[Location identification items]

-- begin --

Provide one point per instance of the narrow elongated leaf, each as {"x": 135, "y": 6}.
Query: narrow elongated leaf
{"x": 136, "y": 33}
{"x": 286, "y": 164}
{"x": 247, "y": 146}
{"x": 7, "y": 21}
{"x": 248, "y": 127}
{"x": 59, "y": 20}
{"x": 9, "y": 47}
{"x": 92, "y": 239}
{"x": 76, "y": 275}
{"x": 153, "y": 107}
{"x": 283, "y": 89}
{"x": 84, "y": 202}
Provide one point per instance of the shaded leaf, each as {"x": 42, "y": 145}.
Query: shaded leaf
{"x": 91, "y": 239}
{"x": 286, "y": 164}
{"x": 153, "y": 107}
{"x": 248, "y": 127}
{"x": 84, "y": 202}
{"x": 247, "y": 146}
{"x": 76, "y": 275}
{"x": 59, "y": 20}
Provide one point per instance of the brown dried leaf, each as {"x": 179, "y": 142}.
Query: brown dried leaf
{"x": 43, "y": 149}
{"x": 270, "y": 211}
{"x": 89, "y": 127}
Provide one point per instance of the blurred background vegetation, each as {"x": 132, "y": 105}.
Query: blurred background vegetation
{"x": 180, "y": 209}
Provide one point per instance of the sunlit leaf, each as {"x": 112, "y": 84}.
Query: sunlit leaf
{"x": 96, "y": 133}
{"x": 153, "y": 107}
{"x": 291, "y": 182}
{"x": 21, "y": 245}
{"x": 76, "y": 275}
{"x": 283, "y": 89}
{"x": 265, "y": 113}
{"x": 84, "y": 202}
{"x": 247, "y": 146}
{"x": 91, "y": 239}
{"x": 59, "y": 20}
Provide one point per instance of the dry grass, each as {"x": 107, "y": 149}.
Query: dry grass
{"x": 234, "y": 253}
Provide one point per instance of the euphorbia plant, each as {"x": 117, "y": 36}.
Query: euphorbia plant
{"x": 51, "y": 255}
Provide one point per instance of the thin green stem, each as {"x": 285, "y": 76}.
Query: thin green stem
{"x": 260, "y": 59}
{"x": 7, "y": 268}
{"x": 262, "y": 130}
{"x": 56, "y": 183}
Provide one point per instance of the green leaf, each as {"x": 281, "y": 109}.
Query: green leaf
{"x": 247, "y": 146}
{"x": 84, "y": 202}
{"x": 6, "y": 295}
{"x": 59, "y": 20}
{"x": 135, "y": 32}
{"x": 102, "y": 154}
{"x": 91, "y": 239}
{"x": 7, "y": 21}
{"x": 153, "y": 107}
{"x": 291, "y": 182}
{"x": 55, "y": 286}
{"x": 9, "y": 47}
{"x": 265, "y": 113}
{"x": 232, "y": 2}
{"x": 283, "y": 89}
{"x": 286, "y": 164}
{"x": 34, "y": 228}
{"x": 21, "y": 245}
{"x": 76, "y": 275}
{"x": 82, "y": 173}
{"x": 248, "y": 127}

-- end --

**Task goal**
Rewrite all of the items above, swapping each "Provide" for "Place" and keeping everything else the same.

**Answer to this exercise**
Place one point per instance of the narrow elongated leaf, each as {"x": 135, "y": 6}.
Query: narrow elongated leaf
{"x": 136, "y": 33}
{"x": 286, "y": 164}
{"x": 247, "y": 146}
{"x": 7, "y": 21}
{"x": 248, "y": 127}
{"x": 59, "y": 20}
{"x": 9, "y": 47}
{"x": 92, "y": 239}
{"x": 76, "y": 275}
{"x": 153, "y": 107}
{"x": 283, "y": 89}
{"x": 84, "y": 202}
Place one point per instance of the shaded leaf, each as {"x": 42, "y": 145}.
Query: shaded leaf
{"x": 91, "y": 239}
{"x": 286, "y": 164}
{"x": 153, "y": 107}
{"x": 248, "y": 127}
{"x": 84, "y": 202}
{"x": 247, "y": 146}
{"x": 76, "y": 275}
{"x": 59, "y": 20}
Place one point per instance of the brown dried leaf, each as {"x": 179, "y": 142}.
Query: brown dried leaf
{"x": 43, "y": 149}
{"x": 270, "y": 211}
{"x": 89, "y": 127}
Place one point per instance of the blurred background vegetation, each as {"x": 132, "y": 105}.
Query: blurred background vegetation
{"x": 180, "y": 209}
Place one point per instance of the sunlit leaf, each as {"x": 112, "y": 84}.
Query: sunlit leaf
{"x": 96, "y": 133}
{"x": 153, "y": 107}
{"x": 291, "y": 182}
{"x": 21, "y": 245}
{"x": 76, "y": 275}
{"x": 283, "y": 89}
{"x": 265, "y": 113}
{"x": 84, "y": 202}
{"x": 247, "y": 146}
{"x": 91, "y": 239}
{"x": 59, "y": 20}
Place one point per instance of the dry grass, each as {"x": 107, "y": 149}.
Query: dry grass
{"x": 234, "y": 253}
Place one point per instance of the euphorbia plant, each as {"x": 117, "y": 36}.
Query: euphorbia plant
{"x": 51, "y": 255}
Place one point per instance of the thin green stem, each as {"x": 285, "y": 76}.
Query: thin green stem
{"x": 260, "y": 59}
{"x": 7, "y": 268}
{"x": 262, "y": 130}
{"x": 56, "y": 183}
Place one point per instance of the green leaf, each as {"x": 281, "y": 109}.
Query: green leaf
{"x": 247, "y": 146}
{"x": 84, "y": 202}
{"x": 6, "y": 295}
{"x": 59, "y": 20}
{"x": 135, "y": 32}
{"x": 102, "y": 154}
{"x": 91, "y": 239}
{"x": 7, "y": 21}
{"x": 153, "y": 107}
{"x": 291, "y": 182}
{"x": 55, "y": 286}
{"x": 9, "y": 47}
{"x": 265, "y": 113}
{"x": 232, "y": 2}
{"x": 283, "y": 89}
{"x": 286, "y": 164}
{"x": 34, "y": 228}
{"x": 21, "y": 245}
{"x": 76, "y": 275}
{"x": 82, "y": 173}
{"x": 248, "y": 127}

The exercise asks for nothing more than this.